◆ AIM: Please rewrite the stretch from "Trace the outline of every instance of the dark" through "122], [73, 96]]]", swapping "dark blue background" for "navy background" and keeping everything else the same.

(Collection entries)
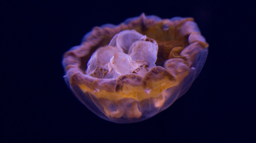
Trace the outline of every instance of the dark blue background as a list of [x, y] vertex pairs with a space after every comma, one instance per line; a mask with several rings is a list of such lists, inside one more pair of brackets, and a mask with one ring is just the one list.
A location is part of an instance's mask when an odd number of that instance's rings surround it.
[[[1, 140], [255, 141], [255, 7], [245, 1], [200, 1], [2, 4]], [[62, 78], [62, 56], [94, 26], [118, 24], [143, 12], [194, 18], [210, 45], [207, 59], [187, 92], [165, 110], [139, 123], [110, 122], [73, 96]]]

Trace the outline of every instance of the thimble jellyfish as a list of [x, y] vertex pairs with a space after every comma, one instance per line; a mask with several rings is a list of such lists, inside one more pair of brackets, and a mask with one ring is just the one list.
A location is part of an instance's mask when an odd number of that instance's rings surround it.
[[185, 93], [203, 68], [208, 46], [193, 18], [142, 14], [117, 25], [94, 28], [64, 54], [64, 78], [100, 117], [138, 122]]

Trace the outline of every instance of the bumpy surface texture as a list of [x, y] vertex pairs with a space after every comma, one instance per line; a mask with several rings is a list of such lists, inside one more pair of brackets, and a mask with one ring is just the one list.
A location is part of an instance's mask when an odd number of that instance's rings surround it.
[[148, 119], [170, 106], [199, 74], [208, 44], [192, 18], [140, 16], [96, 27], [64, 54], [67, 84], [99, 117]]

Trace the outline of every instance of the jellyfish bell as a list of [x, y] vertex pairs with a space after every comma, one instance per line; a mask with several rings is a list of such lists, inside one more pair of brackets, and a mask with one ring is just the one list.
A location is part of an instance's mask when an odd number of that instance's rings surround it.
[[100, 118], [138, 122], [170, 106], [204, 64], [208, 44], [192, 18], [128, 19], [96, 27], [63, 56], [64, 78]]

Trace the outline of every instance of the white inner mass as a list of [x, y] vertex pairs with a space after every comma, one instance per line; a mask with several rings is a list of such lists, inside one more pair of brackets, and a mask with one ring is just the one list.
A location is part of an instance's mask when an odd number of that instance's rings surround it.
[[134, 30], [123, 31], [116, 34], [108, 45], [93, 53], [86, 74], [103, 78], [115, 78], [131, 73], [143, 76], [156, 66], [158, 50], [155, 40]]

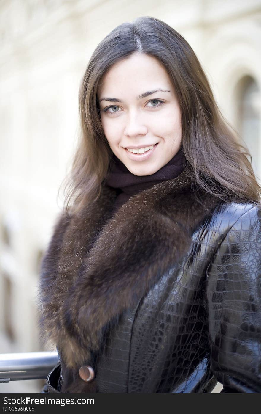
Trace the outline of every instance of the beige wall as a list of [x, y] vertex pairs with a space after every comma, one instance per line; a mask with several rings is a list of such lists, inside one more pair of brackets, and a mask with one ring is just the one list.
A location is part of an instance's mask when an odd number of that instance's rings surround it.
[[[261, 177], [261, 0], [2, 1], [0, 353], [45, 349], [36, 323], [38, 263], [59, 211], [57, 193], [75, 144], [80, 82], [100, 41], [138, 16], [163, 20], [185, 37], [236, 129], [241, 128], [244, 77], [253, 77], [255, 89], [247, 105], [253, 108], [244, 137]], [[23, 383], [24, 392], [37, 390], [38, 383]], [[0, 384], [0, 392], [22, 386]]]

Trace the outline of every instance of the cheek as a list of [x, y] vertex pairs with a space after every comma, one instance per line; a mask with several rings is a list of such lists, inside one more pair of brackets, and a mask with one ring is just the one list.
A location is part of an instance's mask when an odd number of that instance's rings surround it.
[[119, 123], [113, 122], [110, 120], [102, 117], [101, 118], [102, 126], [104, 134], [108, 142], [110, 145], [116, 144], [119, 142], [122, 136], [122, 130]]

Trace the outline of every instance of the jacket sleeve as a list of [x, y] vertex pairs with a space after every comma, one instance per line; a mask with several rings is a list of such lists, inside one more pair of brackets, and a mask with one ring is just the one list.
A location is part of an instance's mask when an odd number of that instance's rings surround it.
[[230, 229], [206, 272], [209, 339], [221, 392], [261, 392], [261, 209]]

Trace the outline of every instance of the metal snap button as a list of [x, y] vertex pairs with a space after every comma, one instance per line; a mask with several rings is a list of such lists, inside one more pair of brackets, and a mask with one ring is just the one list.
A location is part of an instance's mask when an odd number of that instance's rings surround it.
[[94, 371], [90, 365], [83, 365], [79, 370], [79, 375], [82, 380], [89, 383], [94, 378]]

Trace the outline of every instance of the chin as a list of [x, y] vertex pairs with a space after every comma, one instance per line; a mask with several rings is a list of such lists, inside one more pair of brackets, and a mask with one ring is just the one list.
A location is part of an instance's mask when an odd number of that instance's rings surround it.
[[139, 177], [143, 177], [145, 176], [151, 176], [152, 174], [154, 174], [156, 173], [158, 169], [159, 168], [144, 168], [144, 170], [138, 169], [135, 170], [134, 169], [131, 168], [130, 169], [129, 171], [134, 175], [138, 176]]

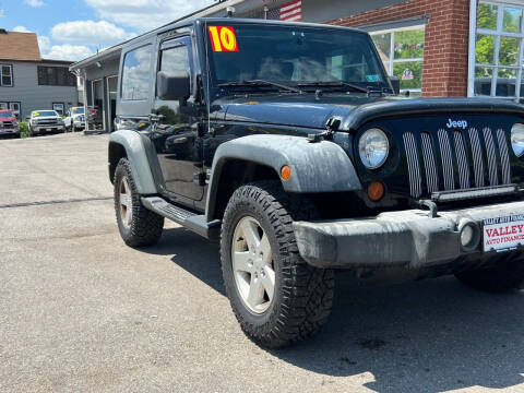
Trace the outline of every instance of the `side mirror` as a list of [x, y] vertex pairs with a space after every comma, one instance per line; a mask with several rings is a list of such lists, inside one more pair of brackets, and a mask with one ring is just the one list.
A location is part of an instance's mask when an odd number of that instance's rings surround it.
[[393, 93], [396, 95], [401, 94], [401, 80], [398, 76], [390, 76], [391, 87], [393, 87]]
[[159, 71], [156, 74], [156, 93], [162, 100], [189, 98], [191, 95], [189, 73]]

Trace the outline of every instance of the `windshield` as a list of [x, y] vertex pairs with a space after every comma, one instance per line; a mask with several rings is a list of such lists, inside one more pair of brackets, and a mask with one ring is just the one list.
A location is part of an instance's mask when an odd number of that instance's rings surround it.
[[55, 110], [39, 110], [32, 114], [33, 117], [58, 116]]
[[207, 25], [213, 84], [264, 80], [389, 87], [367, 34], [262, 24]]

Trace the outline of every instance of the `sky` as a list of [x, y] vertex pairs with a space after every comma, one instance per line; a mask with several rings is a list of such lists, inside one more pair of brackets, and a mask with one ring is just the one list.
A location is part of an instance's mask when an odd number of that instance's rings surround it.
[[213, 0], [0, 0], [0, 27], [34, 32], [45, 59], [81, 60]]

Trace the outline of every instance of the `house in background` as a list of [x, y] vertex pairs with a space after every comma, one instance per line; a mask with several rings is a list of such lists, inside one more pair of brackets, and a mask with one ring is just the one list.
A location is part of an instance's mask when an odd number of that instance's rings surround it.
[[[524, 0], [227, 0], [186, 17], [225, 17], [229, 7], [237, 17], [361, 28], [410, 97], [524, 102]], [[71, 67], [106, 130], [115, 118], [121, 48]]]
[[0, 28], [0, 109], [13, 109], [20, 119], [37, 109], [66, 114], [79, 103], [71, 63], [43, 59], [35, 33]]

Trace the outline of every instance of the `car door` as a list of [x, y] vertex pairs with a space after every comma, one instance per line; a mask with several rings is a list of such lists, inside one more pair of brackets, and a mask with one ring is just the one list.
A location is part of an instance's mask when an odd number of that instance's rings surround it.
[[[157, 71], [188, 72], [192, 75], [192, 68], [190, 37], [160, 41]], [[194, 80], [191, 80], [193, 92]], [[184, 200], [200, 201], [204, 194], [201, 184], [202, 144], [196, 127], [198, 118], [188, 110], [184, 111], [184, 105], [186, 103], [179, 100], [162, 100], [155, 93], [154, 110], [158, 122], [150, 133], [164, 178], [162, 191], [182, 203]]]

--

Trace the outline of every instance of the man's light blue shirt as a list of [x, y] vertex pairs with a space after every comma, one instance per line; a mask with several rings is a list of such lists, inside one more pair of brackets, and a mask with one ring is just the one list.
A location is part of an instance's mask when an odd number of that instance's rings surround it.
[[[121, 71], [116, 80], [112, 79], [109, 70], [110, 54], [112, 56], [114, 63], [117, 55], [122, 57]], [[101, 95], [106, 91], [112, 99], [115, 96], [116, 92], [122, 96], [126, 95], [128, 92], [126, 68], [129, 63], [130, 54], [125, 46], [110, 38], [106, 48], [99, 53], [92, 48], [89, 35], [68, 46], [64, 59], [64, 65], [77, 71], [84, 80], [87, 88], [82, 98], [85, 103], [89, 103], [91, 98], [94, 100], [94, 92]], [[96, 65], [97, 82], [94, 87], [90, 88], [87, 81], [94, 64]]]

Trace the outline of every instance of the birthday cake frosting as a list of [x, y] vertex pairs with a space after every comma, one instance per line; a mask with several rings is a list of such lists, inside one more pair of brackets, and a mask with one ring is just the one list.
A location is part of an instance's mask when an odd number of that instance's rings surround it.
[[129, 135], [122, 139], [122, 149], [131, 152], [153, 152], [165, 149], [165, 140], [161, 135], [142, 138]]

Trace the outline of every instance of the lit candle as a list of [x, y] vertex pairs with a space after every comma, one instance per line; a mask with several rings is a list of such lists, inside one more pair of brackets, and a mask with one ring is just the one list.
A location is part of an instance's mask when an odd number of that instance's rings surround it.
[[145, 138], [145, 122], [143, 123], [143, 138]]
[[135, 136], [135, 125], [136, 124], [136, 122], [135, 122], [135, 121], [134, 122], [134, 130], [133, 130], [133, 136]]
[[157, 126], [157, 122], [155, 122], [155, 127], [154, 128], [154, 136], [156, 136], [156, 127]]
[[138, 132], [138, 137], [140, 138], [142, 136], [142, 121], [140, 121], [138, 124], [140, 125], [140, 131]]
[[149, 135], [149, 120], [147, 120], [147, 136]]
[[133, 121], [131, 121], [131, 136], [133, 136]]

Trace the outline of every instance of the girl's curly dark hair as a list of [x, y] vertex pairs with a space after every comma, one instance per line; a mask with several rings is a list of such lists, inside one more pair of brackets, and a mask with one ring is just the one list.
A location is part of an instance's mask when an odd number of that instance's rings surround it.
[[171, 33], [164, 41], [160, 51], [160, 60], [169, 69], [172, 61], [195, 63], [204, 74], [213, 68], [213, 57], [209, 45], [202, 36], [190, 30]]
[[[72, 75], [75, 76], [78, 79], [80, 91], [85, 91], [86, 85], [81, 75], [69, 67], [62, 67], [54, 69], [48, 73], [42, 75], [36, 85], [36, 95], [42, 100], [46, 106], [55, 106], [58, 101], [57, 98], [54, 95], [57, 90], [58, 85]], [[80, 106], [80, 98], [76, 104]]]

◆ ANSWER:
Trace the outline of every instance of the navy background as a list of [x, y] vertex pairs with a space after every comma, one instance per line; a mask with several rings is a list of such lists, inside one more pair of brackets, and a mask with one ring is just the one list.
A location is part of an instance's mask when an odd number of that instance's rings surround it.
[[[1, 140], [255, 141], [255, 7], [245, 1], [200, 1], [2, 4]], [[62, 78], [62, 56], [94, 26], [118, 24], [143, 12], [194, 18], [210, 45], [207, 59], [187, 92], [165, 110], [139, 123], [110, 122], [73, 96]]]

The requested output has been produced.